-- PASSAGE SHOWN follows --
Gallery Y: Ed Valentine “Somebody’s Beauty”
Gallery X: Michael Stillion “B.Z.&C: Bent, Zigzag and Crooked”
February 8 – April 5, 2013
Opening Reception: Friday, February 8, 2013, 6-9pm
Linda Warren Projects is proud to usher in 2013 with exhibitions by gallery artists Ed Valentine and Michael Stillion. Though both painters engage portraiture on the surface, each artist spins off from that trope, transcending the figure and presenting viewers with differing conceptual points of entry. In Ed Valentine’s “Somebody’s Beauty” in Gallery Y, and Michael Stillion’s “B.Z.C: Bent, Zigzag and Crooked” in Gallery X, both artists build pictures upon frameworks with endless potential for painting production.
“Someone once told me that whenever they get close to understanding what my work is about I seem to pull the rug out from under them,” Ohio-based artist Ed Valentine explains of his Untitled Portraits, which have for years continually eluded straightforward readings. The strokes of spray paint, dripping lines, flat shapes and patches of expertly rendered, highly-representational features lead to no theoretical or academic conclusion; rather, they serve to spark the imagination and lead to less fixed, more complex modes of interpretation.
In Untitled Portrait with Blue Drip and Painted Hat, Valentine has chosen to take the emphasis off of an individualized, but anonymous subject, and reinforce the rest of what is to be discovered within the painting. Her left eye is carefully painted, staring directly at the viewer while the right is rendered loosely, focused on something unseen beyond the canvas. Her hat has the simplest suggestion of volume, her blouse merely a series of flattened circles, and her mouth smeared with an expressionist blotch of mustard yellow. Valentine challenges his viewers to collect and consider these disparate formal elements and glean from them moments of humor, universality, intrigue and wonder.Where Ed Valentine’s paintings inform through various formal cues, Ohio-based Michael Stillion seeks out symbols from the everyday in his exhibition “B. Z. C: Bent, Zigzag and Crooked,” which references the historical Bellaire, Zanesville and Cincinnati Railroad. Drawing inspiration from his hometown of Pleasant City and the surrounding Appalachian towns, Stillion finds meaning in the scarves, gloves, socks, jackets and capes that enshroud his neighbors. In his portraits, Stillion embraces these items and intuitively piles, wraps and hangs them on and about his subjects –his novel method of creating portraits without using the figure.
-- PASSAGE SHOWN concluded --
-- SUPPLIED RECORDS follows --
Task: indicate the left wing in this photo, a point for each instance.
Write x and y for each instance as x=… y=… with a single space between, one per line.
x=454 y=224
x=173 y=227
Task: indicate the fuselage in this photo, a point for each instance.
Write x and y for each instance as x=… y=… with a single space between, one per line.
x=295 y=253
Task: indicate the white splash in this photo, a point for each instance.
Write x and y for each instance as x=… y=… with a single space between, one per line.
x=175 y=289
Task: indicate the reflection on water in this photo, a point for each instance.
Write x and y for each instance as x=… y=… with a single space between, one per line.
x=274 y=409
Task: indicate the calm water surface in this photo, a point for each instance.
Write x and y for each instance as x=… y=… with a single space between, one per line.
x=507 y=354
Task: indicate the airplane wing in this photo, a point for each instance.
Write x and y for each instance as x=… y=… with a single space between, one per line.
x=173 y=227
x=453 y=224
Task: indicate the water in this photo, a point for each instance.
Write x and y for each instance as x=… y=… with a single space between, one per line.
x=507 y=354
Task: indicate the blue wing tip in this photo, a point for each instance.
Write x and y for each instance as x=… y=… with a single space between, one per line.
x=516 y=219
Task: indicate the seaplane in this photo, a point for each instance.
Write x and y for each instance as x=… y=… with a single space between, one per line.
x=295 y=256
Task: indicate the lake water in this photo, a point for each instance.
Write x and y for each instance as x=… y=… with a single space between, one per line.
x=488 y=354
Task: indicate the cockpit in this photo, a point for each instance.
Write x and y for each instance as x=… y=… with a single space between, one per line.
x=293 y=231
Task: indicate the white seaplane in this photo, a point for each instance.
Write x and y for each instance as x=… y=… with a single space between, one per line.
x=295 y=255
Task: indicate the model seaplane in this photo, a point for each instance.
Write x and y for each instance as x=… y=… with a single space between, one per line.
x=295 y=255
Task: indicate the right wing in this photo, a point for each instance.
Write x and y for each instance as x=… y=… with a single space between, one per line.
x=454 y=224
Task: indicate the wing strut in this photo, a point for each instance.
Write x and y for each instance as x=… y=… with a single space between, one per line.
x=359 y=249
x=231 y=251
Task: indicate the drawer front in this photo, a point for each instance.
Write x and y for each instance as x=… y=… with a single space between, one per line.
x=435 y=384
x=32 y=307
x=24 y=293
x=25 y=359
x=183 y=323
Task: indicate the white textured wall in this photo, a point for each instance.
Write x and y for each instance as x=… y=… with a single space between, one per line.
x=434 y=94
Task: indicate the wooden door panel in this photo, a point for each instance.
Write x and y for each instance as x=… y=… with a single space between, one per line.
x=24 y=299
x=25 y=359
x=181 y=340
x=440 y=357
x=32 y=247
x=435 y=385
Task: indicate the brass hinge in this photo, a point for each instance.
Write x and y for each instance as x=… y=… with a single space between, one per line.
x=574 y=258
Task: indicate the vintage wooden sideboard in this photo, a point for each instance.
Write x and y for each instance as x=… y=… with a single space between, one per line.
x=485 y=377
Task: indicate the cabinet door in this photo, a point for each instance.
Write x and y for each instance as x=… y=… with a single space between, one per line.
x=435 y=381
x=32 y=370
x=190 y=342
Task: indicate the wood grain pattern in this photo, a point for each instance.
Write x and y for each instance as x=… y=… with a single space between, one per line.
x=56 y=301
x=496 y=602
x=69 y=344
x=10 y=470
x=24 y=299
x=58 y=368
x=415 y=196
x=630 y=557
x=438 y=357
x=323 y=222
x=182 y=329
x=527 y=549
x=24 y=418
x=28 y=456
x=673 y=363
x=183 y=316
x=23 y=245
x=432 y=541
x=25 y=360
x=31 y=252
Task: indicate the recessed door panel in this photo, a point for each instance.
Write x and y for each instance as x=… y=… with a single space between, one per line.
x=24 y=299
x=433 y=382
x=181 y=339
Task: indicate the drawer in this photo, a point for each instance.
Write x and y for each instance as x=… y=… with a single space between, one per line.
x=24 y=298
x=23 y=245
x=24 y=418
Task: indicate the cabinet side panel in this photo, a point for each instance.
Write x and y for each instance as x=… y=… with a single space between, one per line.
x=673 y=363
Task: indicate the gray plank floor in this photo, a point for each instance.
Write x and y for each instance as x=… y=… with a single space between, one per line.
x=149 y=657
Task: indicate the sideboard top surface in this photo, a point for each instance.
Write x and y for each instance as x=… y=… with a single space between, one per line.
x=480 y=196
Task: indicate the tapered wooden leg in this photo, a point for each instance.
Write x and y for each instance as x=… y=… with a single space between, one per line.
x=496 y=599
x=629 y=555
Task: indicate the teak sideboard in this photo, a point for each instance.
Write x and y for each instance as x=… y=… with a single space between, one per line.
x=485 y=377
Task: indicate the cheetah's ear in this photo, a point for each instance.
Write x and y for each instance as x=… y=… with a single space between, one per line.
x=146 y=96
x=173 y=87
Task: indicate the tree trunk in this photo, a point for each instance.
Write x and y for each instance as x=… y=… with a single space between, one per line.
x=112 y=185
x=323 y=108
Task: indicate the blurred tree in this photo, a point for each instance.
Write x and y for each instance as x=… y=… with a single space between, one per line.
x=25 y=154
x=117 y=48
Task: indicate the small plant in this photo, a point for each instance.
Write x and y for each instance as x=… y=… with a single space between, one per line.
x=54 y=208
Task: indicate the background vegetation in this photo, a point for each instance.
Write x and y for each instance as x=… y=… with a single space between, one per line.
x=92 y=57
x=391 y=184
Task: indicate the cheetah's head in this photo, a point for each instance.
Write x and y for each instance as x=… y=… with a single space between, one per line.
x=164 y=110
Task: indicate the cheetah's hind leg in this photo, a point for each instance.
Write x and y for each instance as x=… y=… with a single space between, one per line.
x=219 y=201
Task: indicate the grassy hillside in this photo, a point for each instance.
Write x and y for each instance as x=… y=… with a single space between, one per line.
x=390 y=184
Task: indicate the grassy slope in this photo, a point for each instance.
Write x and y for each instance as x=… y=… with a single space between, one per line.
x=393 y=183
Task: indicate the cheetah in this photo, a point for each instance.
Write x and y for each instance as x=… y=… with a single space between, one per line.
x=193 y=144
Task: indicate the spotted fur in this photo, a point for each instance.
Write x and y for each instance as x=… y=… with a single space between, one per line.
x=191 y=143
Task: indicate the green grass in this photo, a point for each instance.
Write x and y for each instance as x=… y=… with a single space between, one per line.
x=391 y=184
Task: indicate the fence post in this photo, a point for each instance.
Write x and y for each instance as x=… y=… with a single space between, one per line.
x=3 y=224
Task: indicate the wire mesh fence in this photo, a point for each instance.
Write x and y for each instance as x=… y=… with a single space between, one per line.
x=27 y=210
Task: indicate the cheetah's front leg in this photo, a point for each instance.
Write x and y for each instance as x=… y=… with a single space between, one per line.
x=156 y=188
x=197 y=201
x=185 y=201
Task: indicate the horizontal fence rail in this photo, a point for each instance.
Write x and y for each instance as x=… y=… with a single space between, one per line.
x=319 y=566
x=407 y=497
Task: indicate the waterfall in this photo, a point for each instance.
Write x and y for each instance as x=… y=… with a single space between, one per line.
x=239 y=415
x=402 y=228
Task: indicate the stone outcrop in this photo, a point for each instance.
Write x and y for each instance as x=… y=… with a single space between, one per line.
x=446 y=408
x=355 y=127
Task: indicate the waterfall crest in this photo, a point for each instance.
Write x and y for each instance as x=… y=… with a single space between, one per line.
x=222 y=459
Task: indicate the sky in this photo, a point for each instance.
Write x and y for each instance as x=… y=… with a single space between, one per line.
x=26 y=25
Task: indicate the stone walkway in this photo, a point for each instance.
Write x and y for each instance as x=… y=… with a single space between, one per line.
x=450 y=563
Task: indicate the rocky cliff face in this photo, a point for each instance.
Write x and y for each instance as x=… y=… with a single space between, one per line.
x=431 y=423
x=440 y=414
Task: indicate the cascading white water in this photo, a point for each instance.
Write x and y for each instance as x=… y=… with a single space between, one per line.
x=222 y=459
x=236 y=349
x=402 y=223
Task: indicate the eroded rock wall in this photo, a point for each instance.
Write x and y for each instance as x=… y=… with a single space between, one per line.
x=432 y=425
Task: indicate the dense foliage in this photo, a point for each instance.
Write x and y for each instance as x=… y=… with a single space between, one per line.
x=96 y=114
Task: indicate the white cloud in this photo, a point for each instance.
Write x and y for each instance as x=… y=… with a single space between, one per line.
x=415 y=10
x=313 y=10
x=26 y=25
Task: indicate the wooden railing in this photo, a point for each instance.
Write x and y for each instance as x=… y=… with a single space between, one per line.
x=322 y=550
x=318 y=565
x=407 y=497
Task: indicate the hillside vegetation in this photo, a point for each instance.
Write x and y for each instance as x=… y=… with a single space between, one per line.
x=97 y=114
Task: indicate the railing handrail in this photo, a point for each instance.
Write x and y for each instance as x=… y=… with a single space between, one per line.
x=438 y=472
-- SUPPLIED RECORDS concluded --
TASK REQUIREMENTS: In the exhibition announcement, give the stretch from "Gallery Y: Ed" through "for painting production." again, with "Gallery Y" changed to "Gallery Z".

OUTPUT OF THE EXERCISE:
Gallery Z: Ed Valentine “Somebody’s Beauty”
Gallery X: Michael Stillion “B.Z.&C: Bent, Zigzag and Crooked”
February 8 – April 5, 2013
Opening Reception: Friday, February 8, 2013, 6-9pm
Linda Warren Projects is proud to usher in 2013 with exhibitions by gallery artists Ed Valentine and Michael Stillion. Though both painters engage portraiture on the surface, each artist spins off from that trope, transcending the figure and presenting viewers with differing conceptual points of entry. In Ed Valentine’s “Somebody’s Beauty” in Gallery Z, and Michael Stillion’s “B.Z.C: Bent, Zigzag and Crooked” in Gallery X, both artists build pictures upon frameworks with endless potential for painting production.